▸ **INSTRUCTIONS TO FOLLOW**
Recast the listing below as a numbered list, from the line containing "Final QA check: confirm every rock" through the end of the listing, both included, leaving out blank lines.
--------------------------------------------------
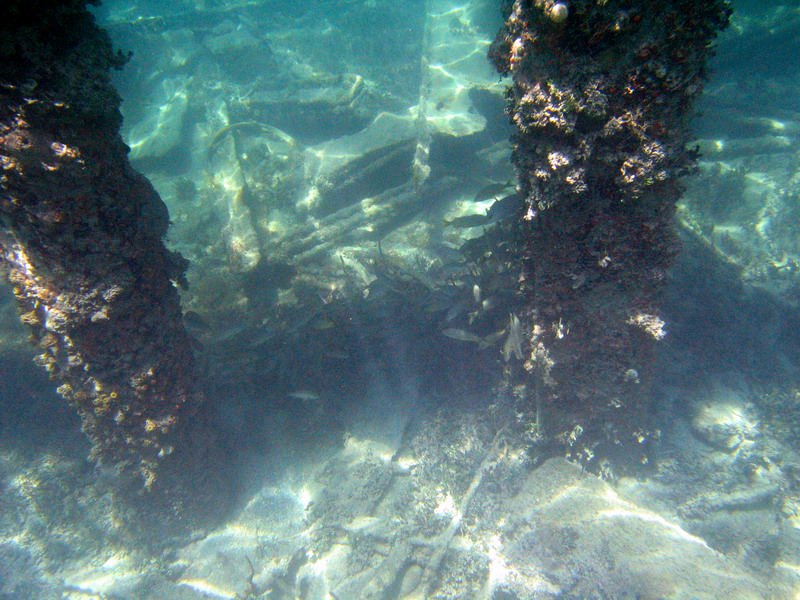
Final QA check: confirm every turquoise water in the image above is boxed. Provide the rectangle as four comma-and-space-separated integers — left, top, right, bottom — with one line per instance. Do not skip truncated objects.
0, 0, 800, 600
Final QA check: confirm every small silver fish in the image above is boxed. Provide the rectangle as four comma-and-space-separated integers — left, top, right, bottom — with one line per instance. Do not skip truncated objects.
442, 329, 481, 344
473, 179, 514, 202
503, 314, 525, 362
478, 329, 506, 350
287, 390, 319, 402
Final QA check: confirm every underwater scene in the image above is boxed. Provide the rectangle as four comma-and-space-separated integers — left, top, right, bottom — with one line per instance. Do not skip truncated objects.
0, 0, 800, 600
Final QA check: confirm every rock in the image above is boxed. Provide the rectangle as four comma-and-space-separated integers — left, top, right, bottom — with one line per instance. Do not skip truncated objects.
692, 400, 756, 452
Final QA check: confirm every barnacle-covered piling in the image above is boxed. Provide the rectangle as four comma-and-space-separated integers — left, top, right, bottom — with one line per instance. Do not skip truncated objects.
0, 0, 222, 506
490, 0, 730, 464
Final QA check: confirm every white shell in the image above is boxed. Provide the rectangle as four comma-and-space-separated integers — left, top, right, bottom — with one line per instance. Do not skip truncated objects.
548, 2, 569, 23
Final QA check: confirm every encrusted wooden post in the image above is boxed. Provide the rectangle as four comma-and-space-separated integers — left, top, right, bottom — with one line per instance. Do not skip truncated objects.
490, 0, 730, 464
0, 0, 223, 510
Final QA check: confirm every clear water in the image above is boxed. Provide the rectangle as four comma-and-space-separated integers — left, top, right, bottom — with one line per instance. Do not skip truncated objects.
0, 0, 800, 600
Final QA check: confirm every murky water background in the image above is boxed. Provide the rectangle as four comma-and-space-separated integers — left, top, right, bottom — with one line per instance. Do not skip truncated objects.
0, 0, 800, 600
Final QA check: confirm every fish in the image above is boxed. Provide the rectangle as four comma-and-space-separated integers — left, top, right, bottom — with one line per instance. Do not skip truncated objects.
--------------------------------------------------
▸ **TASK ANSWER**
1. Final QA check: confirm every rock in the image above is boxed. Provide the rectangle as four comma-and-space-separated integers — left, top, right, bottom — with one line per instance. Do not skip truncated objects.
2. 692, 400, 756, 452
3. Final QA check: confirm every barnacle-covered piling in the image above is boxed. Provide the rectangle as four comma-and-space-separated integers — left, top, right, bottom — with one line per instance. Do not skip truncated objects.
4. 0, 0, 222, 506
5. 490, 0, 730, 464
6. Final QA check: confirm every white shell in the image above is boxed. Provide the rectangle as four comma-and-space-separated integers — left, top, right, bottom — with one line per instance. Do not skip truncated objects.
7. 548, 2, 569, 23
8. Final QA check: confirm every encrusted wooden post in the image above is boxed. Provide the rectangle as four comma-and-space-separated integers — left, top, right, bottom — with one line per instance. Do not skip truncated objects.
9. 490, 0, 730, 464
10. 0, 0, 223, 510
11. Final QA check: confirm every clear water in the image above is boxed. Provide the rectangle as four comma-and-space-separated integers — left, top, right, bottom — with one line per instance. Do not skip truncated objects.
12. 0, 0, 800, 600
13. Final QA check: confirm every murky water background in the image above is boxed. Provide the rectangle as four comma-and-space-separated integers — left, top, right, bottom — with one line per instance. Do not skip truncated objects.
14. 0, 0, 800, 600
15. Final QA check: confirm every fish in the image above is boxed. Provide the rectangle as four comma-and-space-separated integers — left, top, right, bottom — with one line per instance. Do not skip truncated objects.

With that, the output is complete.